## TEXT PROVIDED:

________

The woman first met McDonnell via a friend, and a month later, when they met again, McDonnell “listened to her story” about her mother’s death.

A Crown prosecutor said McDonnell told the woman he was a barrister and worked on behalf of the English Chambers in Northern Ireland.

On several occasions in March 2016, the woman handed McDonnell differing sums of money. He claimed after one payment that the money she gave him was going to be used to bribe a judge.

McDonnell told the woman he was taking her case to a court in England - but by September 2016 she had concerns that things were not quite right. The prosecutor said that McDonnell forged a letter addressed to her from a recognised law firm.

He also manipulated legal and other documents he then showed to the woman - but which were branded as “gobbledygook” by the prosecutor.

McDonnell’s offending began to emerge after the woman became so concerned about the progress of her case that she contacted Chambers in London, only to be told McDonnell was not on their list of approved barristers.

She also contacted the firm of solicitors named in the letter sent to her, and was informed they had never heard of McDonnell or her case. She was advised at this point by the law firm to contact police.

The total amount the woman handed to McDonnell was £2590.02. She will receive £1,000 by way of compensation paid by McDonnell.

McDonnell was stopped by police on November 30 last year, and when his car was searched officers found documents which linked him to the woman.

When an investigation was launched, it emerged that McDonnell had defrauded a second woman. She told police she met him at church and he told her he was a qualified barrister.

He offered to help her legally following the breakdown of her marriage. The prosecutor said: “She handed him £40 in cash, believing he was a barrister.”

________

## GIVEN RECORDS:
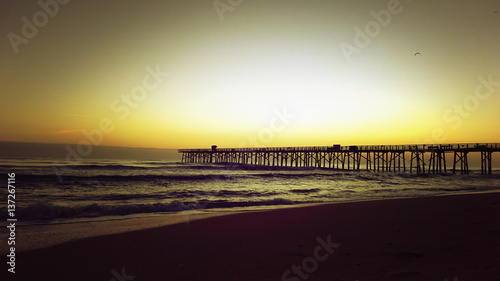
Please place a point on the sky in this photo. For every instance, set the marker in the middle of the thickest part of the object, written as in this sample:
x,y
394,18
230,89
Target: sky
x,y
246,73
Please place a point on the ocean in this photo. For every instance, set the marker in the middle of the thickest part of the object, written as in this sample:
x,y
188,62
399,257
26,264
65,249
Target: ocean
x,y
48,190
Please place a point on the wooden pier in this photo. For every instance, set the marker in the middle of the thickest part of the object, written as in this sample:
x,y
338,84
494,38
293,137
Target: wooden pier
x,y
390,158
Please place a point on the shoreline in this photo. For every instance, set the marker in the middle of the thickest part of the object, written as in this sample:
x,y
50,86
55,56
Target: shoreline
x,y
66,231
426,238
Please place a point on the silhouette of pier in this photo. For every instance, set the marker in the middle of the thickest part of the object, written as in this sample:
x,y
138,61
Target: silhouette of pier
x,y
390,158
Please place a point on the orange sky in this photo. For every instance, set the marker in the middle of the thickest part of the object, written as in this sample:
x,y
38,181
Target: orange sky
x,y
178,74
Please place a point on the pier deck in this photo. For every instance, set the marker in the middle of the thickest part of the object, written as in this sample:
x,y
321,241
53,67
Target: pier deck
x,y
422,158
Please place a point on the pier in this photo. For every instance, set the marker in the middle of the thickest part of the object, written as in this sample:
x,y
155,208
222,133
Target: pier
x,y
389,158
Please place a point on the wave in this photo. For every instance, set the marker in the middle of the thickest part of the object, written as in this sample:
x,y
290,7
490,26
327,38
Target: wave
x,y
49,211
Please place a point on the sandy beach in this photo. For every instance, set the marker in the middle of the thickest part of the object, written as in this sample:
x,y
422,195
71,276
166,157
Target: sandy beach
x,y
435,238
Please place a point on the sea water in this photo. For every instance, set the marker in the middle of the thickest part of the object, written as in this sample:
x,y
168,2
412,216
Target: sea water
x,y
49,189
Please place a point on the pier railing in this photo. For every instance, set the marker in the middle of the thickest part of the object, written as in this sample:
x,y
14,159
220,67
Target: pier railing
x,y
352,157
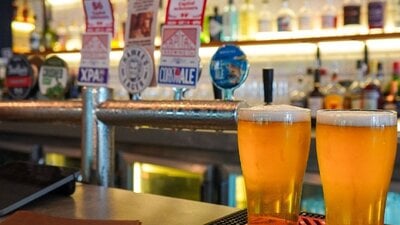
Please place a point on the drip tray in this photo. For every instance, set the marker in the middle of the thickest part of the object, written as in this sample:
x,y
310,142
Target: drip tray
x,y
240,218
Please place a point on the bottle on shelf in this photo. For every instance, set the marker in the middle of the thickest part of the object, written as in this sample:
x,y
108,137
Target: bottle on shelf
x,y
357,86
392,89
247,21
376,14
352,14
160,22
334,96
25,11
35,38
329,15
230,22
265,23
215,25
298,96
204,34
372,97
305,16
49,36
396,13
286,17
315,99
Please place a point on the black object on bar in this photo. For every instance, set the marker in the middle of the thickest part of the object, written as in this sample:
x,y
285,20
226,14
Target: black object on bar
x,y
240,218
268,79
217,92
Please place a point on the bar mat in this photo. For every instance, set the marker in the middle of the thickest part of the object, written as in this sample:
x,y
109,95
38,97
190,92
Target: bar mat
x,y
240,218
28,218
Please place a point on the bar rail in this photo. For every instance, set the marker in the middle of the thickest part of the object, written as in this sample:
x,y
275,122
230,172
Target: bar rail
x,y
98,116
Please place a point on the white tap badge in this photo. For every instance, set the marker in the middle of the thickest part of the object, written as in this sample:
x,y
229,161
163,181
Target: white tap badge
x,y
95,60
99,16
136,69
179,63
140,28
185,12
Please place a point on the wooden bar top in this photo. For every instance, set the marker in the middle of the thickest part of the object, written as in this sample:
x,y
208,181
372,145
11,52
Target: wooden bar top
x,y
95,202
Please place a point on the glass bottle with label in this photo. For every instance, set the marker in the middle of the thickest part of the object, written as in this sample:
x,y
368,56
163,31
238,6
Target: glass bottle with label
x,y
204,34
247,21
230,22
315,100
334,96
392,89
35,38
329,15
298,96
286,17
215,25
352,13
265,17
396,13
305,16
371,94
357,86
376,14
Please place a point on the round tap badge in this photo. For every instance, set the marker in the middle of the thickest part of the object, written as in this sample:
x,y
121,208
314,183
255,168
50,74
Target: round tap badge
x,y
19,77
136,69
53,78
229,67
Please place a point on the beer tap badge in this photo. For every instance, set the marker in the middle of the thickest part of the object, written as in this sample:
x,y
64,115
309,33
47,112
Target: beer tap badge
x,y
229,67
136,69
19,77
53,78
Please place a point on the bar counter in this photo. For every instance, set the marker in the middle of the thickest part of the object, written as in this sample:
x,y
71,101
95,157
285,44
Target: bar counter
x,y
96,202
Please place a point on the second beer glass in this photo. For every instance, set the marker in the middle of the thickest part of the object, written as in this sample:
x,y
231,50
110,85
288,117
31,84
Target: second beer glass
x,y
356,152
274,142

________

## WORK INSTRUCTIONS:
Return the passage of the McDonnell fraud report starting at "She also contacted" and ending at "to contact police.", copied word for word. The items are unrelated to the McDonnell fraud report.

## RESPONSE FOR THIS EXERCISE:
She also contacted the firm of solicitors named in the letter sent to her, and was informed they had never heard of McDonnell or her case. She was advised at this point by the law firm to contact police.